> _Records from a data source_
◇ ◇ ◇ ◇

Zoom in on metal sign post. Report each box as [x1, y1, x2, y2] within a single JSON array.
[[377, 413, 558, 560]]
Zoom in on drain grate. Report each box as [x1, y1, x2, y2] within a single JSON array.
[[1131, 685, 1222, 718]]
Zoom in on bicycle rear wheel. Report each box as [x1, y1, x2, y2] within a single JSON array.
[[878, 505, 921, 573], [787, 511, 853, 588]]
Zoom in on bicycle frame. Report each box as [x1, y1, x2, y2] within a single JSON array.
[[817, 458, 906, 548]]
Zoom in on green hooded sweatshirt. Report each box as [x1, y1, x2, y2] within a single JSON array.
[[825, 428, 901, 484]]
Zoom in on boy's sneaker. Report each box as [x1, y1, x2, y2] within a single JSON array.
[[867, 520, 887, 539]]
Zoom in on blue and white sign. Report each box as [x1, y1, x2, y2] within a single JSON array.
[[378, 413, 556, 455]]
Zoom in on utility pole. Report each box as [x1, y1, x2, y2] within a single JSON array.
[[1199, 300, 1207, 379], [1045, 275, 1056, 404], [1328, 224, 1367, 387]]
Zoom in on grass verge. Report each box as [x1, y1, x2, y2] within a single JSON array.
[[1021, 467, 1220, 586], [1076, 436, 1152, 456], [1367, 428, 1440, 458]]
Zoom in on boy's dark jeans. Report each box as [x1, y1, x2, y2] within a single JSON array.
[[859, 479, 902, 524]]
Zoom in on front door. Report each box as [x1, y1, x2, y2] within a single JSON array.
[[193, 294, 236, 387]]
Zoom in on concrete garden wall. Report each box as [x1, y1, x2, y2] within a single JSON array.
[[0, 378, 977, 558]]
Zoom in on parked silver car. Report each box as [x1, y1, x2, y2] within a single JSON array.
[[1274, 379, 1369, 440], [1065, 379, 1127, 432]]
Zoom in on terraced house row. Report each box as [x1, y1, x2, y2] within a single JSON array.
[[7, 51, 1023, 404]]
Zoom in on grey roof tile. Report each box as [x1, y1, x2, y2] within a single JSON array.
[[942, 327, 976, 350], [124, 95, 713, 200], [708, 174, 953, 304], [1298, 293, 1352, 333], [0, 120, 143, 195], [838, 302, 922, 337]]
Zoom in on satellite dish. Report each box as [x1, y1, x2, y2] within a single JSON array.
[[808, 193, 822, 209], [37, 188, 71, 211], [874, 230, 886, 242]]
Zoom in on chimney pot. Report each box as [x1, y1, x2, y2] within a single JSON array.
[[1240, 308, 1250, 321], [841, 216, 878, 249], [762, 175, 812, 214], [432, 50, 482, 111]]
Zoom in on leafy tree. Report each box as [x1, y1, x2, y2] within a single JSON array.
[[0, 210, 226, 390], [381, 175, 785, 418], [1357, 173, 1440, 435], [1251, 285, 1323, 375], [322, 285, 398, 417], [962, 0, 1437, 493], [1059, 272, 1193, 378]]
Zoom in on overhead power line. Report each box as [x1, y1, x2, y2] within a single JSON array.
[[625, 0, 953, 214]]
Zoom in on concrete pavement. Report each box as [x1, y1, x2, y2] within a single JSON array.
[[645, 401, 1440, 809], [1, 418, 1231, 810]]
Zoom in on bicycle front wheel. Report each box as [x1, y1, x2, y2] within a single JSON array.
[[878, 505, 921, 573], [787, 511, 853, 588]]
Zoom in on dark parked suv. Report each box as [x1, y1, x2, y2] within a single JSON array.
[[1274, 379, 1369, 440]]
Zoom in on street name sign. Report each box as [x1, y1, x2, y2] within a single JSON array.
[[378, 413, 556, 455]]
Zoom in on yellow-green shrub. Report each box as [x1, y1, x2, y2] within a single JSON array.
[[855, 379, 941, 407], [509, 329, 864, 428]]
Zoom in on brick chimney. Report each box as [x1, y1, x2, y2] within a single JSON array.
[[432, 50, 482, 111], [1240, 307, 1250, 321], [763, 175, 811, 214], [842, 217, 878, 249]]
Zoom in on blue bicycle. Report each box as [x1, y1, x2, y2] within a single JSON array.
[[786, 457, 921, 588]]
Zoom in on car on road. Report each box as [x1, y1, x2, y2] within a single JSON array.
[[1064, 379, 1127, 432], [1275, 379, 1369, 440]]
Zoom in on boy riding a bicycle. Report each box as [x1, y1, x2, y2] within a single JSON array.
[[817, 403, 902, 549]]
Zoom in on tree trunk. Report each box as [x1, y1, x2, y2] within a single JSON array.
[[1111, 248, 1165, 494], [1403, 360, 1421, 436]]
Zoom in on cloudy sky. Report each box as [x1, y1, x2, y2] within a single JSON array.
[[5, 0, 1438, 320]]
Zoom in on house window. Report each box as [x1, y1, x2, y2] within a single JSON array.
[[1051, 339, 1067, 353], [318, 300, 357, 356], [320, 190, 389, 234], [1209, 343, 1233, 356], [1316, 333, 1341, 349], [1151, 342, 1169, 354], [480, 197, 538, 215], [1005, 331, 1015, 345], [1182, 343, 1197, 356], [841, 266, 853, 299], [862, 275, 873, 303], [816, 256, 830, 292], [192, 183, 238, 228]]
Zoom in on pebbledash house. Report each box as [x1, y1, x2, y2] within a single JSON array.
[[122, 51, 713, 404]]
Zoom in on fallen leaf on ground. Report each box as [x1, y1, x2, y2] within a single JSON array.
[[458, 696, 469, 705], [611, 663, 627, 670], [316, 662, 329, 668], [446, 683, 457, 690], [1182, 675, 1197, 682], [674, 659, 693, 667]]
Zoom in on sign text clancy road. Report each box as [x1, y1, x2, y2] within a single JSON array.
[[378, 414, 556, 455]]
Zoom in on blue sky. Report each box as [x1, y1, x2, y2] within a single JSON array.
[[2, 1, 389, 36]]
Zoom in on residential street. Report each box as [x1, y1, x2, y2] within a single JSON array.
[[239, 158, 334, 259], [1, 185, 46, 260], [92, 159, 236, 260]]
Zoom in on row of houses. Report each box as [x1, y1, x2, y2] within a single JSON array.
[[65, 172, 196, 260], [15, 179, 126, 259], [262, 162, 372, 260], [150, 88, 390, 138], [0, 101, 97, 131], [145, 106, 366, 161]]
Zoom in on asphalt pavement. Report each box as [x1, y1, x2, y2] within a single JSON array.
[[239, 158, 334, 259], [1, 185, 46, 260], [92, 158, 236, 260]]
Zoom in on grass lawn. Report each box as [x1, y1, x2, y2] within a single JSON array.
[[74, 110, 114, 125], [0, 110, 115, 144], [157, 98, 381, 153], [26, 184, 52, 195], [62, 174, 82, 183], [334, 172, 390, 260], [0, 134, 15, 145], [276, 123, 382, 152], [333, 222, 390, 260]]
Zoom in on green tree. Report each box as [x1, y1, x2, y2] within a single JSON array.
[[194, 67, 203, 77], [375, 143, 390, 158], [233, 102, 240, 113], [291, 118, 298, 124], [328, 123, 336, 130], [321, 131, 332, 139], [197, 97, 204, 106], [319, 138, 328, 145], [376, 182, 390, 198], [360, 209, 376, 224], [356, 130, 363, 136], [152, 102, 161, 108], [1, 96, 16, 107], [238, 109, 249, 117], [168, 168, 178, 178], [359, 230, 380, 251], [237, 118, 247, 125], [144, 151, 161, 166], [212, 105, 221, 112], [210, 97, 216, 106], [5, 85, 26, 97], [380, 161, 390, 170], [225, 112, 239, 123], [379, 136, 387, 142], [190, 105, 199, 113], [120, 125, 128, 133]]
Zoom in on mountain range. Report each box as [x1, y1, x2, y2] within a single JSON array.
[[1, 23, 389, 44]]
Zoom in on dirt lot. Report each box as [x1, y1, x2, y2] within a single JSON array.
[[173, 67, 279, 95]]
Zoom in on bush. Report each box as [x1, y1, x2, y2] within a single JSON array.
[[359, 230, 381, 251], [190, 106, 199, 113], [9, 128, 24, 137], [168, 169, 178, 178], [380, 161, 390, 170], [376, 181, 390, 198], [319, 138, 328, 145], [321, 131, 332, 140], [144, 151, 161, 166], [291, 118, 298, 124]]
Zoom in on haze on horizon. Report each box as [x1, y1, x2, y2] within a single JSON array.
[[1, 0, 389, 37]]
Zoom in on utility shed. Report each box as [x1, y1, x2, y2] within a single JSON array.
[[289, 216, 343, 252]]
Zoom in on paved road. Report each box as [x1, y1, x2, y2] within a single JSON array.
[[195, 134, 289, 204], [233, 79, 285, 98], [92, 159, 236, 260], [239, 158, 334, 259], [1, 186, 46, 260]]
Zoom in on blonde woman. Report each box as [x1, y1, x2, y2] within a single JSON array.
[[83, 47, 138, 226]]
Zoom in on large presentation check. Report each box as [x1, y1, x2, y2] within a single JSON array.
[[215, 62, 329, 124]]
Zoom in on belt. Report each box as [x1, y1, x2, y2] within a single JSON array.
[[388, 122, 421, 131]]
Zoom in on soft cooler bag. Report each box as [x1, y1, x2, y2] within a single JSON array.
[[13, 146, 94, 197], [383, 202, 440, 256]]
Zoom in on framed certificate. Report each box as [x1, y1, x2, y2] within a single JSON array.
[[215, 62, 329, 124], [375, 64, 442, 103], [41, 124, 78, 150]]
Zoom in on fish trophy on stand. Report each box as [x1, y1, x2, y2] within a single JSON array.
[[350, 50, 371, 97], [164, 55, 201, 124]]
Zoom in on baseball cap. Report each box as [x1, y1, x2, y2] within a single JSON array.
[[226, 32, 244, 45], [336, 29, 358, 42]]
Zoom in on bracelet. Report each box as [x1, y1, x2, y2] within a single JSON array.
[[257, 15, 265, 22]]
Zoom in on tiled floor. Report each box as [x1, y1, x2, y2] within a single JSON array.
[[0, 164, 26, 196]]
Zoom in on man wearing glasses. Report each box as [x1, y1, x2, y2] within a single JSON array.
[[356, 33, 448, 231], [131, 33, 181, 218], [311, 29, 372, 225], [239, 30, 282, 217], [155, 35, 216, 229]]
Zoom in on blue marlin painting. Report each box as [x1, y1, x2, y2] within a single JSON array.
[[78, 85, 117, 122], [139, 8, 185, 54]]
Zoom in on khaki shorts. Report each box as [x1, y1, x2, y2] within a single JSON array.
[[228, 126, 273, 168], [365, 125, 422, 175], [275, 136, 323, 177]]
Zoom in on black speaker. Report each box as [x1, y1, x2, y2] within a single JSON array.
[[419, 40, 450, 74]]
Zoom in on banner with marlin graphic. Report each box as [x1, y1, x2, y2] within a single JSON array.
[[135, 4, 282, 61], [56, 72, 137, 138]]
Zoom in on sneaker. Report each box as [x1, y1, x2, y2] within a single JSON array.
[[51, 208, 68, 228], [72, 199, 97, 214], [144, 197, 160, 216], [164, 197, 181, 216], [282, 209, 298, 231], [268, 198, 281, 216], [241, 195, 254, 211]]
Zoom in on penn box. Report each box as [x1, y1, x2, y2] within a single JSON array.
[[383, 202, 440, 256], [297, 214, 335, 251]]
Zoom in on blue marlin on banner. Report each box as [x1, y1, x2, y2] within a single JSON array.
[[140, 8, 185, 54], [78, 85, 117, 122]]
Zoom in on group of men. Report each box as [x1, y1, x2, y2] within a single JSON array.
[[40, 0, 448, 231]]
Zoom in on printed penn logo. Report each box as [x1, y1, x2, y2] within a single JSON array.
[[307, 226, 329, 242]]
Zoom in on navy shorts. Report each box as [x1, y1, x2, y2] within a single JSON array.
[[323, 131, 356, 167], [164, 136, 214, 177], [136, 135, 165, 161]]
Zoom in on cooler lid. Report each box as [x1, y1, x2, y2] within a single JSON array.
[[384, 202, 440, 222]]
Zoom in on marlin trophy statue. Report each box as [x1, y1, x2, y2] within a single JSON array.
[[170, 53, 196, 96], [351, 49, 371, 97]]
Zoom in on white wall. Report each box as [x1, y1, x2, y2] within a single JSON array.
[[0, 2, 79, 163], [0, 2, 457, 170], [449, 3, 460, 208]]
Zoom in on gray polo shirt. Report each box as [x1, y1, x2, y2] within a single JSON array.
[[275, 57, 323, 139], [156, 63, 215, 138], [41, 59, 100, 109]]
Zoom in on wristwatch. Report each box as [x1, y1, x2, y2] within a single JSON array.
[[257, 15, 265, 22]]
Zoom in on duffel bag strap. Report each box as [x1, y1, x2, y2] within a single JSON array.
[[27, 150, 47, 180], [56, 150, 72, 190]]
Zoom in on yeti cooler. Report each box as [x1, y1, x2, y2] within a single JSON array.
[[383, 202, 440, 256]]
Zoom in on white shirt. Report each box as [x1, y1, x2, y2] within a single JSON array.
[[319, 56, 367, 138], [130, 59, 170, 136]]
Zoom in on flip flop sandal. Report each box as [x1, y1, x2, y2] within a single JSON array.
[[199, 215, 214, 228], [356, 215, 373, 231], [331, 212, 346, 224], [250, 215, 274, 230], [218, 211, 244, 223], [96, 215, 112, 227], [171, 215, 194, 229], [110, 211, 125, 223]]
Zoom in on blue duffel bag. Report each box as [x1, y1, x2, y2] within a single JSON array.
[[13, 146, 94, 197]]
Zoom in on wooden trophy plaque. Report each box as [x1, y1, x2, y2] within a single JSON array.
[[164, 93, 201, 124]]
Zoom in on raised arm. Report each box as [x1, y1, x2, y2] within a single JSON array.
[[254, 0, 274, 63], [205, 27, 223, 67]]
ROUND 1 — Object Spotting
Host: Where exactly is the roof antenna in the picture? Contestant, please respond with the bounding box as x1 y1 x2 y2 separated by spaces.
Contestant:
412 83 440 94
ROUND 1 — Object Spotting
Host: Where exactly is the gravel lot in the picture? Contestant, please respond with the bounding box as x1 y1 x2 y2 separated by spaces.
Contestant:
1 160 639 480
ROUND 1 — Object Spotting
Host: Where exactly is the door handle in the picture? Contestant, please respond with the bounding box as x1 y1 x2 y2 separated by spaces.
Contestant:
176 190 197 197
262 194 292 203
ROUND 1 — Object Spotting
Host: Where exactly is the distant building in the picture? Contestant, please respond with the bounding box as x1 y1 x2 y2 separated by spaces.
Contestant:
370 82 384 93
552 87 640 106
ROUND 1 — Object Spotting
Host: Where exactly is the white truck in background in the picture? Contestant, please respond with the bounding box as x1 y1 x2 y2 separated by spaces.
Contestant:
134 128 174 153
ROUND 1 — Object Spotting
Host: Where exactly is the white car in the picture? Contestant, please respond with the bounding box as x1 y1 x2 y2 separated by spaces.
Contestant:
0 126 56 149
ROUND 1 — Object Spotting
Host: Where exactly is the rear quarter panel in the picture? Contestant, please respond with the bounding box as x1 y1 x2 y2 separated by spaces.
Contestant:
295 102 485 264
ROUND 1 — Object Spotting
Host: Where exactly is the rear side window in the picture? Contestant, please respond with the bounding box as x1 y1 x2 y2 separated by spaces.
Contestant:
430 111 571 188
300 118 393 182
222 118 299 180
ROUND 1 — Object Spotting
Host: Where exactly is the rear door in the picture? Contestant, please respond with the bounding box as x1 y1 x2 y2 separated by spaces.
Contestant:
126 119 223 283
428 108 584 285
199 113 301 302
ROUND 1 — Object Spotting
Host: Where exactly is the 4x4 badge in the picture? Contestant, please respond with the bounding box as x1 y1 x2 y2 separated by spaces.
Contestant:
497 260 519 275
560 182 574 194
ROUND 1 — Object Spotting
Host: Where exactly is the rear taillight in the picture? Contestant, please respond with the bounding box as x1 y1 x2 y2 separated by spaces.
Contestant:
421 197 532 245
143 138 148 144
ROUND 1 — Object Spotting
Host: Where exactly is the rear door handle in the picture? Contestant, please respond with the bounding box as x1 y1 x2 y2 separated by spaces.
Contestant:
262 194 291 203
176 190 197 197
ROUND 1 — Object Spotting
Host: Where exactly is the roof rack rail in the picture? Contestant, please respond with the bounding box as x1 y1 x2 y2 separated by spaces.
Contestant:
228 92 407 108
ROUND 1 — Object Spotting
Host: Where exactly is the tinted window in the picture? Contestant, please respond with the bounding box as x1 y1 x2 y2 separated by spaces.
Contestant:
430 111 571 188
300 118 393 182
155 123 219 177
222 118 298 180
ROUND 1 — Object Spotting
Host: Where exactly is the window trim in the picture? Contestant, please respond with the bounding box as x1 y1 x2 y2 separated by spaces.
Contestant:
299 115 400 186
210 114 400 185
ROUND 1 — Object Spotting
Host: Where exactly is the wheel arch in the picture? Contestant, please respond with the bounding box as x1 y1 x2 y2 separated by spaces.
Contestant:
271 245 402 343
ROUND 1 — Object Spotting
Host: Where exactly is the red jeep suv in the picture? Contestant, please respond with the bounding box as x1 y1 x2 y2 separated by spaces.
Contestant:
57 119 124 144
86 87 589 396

◇ ◇ ◇ ◇

> _DIRECTIONS FOR THIS TASK_
Search the data for "handle" and list every line in which it occurs.

> _EXERCISE SOLUTION_
Host: Where exactly is the door handle in the picture? Contestant, please respond with the bounding box as x1 y1 x2 y2 separated by spaces.
Host: Where exactly is the rear door handle in the picture? Contestant, please respond with the bounding box as x1 y1 x2 y2 separated by spaces.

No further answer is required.